§ **Passage provided**

● ● ●

# Tivo Mini Support



## bluebsh

anyone see the support site is live?

http://support.tivo.com/app/answers/detail/a_id/2395


----------



## Stevesreed

> You can stream recordings from any 2-tuner Premiere series box, but you will be unable to set up your TiVo Mini without a 4-tuner TiVo DVR.


That's not very good planning...


----------



## kbtivo

I spoke with the folks at Tivo, via chat at tivo.com, and asked about upgrading from a 2 tuner premier to a 4 tuner premier - no such upgrade. I also have lifetime on my 2 tuner unit. No transfer of lifetime either. So, $800 just to be able to be able to use the Mini (with lifetime) - not including the price of the Mini.

Perhaps they will have an upgrade program when the Mini is released. If not, I'll seriously look at other options rather than spend nearly $1000 to have the Mini.


----------



## Dan203

Premiere 4 = $249
MSD Lifetime = $399

That's only $648, not $800. Plus you could probably sell your old Premiere for $350-$400 to recover some of the costs. 

Cheaper then buying another 2 tuner Premiere with lifetime + CableCARD + Tuning Adapter + outlet fee. 

Dan


----------



## supasta

I would be in the same position. I would love to have another TiVo in the house, but have been waiting for the Mini to show itself. 
I currently have one TiVo Premiere, two tuner. It is still on a service contract. 
At some point I could simply purchase another Premiere one one of the many specials TiVo has been running recently (and I'm guessing things will continue into the holiday shopping season).
MSD may work out to be cheaper by adding a second unit. This may be the better option depending on the end cost of the Mini, and any service fee it may carry when it is released.

● ● ●

§ **Input data**
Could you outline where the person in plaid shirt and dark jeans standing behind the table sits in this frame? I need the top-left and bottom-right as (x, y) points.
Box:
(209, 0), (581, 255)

● ● ●

§ **Work instruction A**
Answer these from the TiVo Mini thread:
(i) What price does Dan203 list for MSD Lifetime?
(ii) According to the quoted support line, what kind of TiVo DVR is required to set up the TiVo Mini?
(iii) What does supasta say about the service on their current TiVo Premiere?
§ **Work instruction B**
Write out the TiVo Mini thread word for word, from "Premiere 4 = $249" up to and including "Adapter + outlet fee.".
The data come from a different source than the thread.

§ **Result A**
(i) $399
(ii) A 4-tuner TiVo DVR
(iii) It is still on a service contract.

§ **Result B**
Premiere 4 = $249
MSD Lifetime = $399

That's only $648, not $800. Plus you could probably sell your old Premiere for $350-$400 to recover some of the costs. 

Cheaper then buying another 2 tuner Premiere with lifetime + CableCARD + Tuning Adapter + outlet fee.